__EXERCISE 1__: Quote the Rhine cruise account word for word, from "Today, 80 percent" up to and including "to Basel, Switzerland.".
__EXERCISE 2__: Continue the Rhine cruise story from its last sentence.

Today, 80 percent of the Rhine’s ship-carrying waters flow through or along the border of Germany.
Recently, the river made headlines because a massive international cleanup has regenerated the Rhine to the point that salmon have returned to the once dead waters. As one of the world’s busiest waterways, the Rhine carries 184 million tons of shipping cargo annually. Among its barges our Viking River Cruise would take us on a seven-day trip from Amsterdam, Holland, through some of the most picturesque landscapes of Germany to Basel, Switzerland.
At the beginning of June, eight members of the North American Kreutzer clan arrived in Amsterdam from four different locations. We explored Amsterdam by tram and boat, and walked along the narrow brick houses that line the many canals, taking a peek at housekeeping on the permanently moored boats. Watch out for the bicyclists! They rule the road on rusty bikes without helmets, often with a friend draped over their carriers.
Amsterdam boasts more museums per square mile than any other city in the world. My favorite, the Van Gogh Museum, houses the largest collection of the Dutch painter’s work. What a pleasure to see the originals of the colorful images so familiar from post cards and calendars, the sunflowers, wheat fields, and cherry blossoms!
Amsterdam’s cultural landscape includes the notorious red-light district, the oldest part of town. The air of tolerance that pervades the city thickens with clouds of marijuana hanging over the district’s cafes. Soft drugs are available. “If you feel sick after smoking or eating space cake, drink lots of water with sugar,” advises the official Visitors Guide. “Something sweet will put you right again.” As for the houses of prostitution, the guidebook cautions: “If you visit one of the women, we would like to remind you, they are not always women.” Not to worry. We were, after all, on a family outing.
Our cruise began with a four-course dinner, followed by a mandatory briefing for the 150 passengers.
“What is the greatest danger on board?” asked the captain. “Drowning,” volunteered Claudia’s thirteen-year-old granddaughter Danielle, steeped in Titanic disasters. “No,” said the captain, “fire,” and advised us not to smoke in bed. As for drowning, “if we should take on water, just go upstairs to the bar and have a drink while we get you safely to the next sand bank,” he advised. At a depth of nine feet, there was little chance of drowning, and the ship wasn’t even equipped with lifeboats or vests.
And so we meandered up-river at eight miles per hour, past tall poplar trees, flocks of sheep, and towns dominated by church steeples. Nijmegen, on the border to Germany, was our first stop. While the adults looked for the town’s medieval roots, the girls splurged their pocket money on roller coasters at a fair, right next to the dock. There were no other children on board and the cruise offered little entertainment--except for an apple strudel demonstration, and a session in the art of napkin folding. And so my dear sister charged me with furthering her grand children’s education.
For half an hour each morning, we practiced Guten Tag, wie geht’s? Danke gut. (Hello, how are you? Fine, thank you.) We talked about the Rhine and why we had to pass through 11 locks to ascend from sea level to an elevation of 810 ft. And we read some of the famous legends that dot the landscape: How Siegfried slew the dragon and became almost invulnerable by bathing in its blood; and how the Lorelei lured fishermen into treacherous waters by combing her golden hair and singing ever so sweetly. Being nice girls, Danielle and Brittany said that they liked the stories and lessons.

__ROWS__:
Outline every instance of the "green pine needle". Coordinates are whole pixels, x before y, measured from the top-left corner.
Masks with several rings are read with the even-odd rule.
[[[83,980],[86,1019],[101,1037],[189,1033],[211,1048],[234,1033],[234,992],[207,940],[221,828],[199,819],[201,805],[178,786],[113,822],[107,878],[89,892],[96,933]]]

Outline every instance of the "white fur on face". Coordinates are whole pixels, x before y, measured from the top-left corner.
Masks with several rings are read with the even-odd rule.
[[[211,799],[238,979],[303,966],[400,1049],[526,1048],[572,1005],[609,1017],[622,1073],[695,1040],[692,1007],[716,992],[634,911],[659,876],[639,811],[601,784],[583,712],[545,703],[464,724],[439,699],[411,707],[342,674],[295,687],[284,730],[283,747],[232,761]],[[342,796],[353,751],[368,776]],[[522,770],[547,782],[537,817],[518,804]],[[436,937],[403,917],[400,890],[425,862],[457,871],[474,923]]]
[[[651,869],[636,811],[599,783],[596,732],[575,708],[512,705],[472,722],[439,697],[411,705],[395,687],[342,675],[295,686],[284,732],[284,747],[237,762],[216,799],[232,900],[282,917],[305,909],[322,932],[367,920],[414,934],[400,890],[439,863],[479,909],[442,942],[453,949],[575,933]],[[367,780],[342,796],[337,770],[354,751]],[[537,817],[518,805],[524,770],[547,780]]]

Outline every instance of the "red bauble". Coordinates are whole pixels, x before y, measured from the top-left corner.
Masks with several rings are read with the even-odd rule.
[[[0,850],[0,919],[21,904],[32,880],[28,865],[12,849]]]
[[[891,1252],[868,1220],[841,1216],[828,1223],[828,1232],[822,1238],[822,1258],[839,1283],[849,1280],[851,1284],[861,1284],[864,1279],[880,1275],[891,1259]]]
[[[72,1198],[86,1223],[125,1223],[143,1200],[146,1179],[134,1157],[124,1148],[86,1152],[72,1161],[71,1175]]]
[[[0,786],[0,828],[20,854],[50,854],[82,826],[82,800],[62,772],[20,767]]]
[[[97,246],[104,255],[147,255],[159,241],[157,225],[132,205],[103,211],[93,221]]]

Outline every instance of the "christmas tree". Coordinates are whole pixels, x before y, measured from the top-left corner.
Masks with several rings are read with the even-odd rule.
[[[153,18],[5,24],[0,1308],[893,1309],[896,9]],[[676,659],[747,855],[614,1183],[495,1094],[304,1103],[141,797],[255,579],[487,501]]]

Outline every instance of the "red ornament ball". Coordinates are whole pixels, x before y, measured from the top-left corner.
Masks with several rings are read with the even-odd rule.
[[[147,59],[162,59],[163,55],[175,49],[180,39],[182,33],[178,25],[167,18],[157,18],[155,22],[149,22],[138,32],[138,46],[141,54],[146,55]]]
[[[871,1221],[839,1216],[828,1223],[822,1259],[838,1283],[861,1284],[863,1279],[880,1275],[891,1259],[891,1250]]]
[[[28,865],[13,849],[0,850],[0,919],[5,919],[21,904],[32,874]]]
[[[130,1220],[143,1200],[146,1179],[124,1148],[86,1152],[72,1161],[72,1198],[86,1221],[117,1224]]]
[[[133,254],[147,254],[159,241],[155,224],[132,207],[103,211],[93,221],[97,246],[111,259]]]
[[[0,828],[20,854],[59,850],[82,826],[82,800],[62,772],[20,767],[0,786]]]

__EXERCISE ANSWER 1__:
Today, 80 percent of the Rhine’s ship-carrying waters flow through or along the border of Germany.
Recently, the river made headlines because a massive international cleanup has regenerated the Rhine to the point that salmon have returned to the once dead waters. As one of the world’s busiest waterways, the Rhine carries 184 million tons of shipping cargo annually. Among its barges our Viking River Cruise would take us on a seven-day trip from Amsterdam, Holland, through some of the most picturesque landscapes of Germany to Basel, Switzerland.

__EXERCISE ANSWER 2__:
Cologne was our first major city. Its famous landmark, the cathedral, greeted us from afar. It took 600 years to complete this gothic masterpiece, and like the rest of the city, it was heavily bombed during World War II. It was during reconstruction that Roman remnants were found, identifying Cologne as the first Roman settlement along the Rhine. As we left the city in bright sunshine, we were served a typical Fruehschoppen (pre-lunch), consisting of Bavarian sausage, pretzels with mustard, and a Koelsch, the favorite local beer. (Don’t count calories on a cruise!)
Passing through Bonn, Ludwig van Beethoven’s hometown, we couldn’t quite see the “for sale” signs but knew that many of the government buildings and diplomatic compounds have been vacant since Berlin became Germany’s new capital two years ago. “The Brits must have left in a hurry,” said Dick, my Irish brother-in-law, pointing to a villa with a fluttering Union Jack.
South of Bonn begins the wine-growing country along slopes with gradients of more than 50 percent. On an excursion along the Moselle, a tributary of the Rhine, our tour guide explained that tending the vines on the terraced slopes is tough labor, and young vintners have a hard time finding wives willing to share this backbreaking handiwork. On the market, a liter of wine fetches only one mark (two pints for 50 cents), but many small vintners continue the family business rather than sell out to big corporations. In this part of the world, wine is a way of life and consumption is high. “A bottle a day keeps the doctor away,” promises a popular jingle.
Add to the green slopes of terraced vineyards hundreds of castles and fortresses in various stages of charming dilapidation, and you get the picture of the landscape that stretches between Koblenz and Mainz. During the Middle Ages right up to the 19th century, every duke and robber baron built his own castle to defend his territory or grab some bounty from the waters below. In the 14th century, for example, the Rhine had 62 customs stations, and the cute towns of half-timbered houses that line the river had the right to force any and all boats to unload and offer their cargo for sale. There was no central government and everyone seemed to fend for himself.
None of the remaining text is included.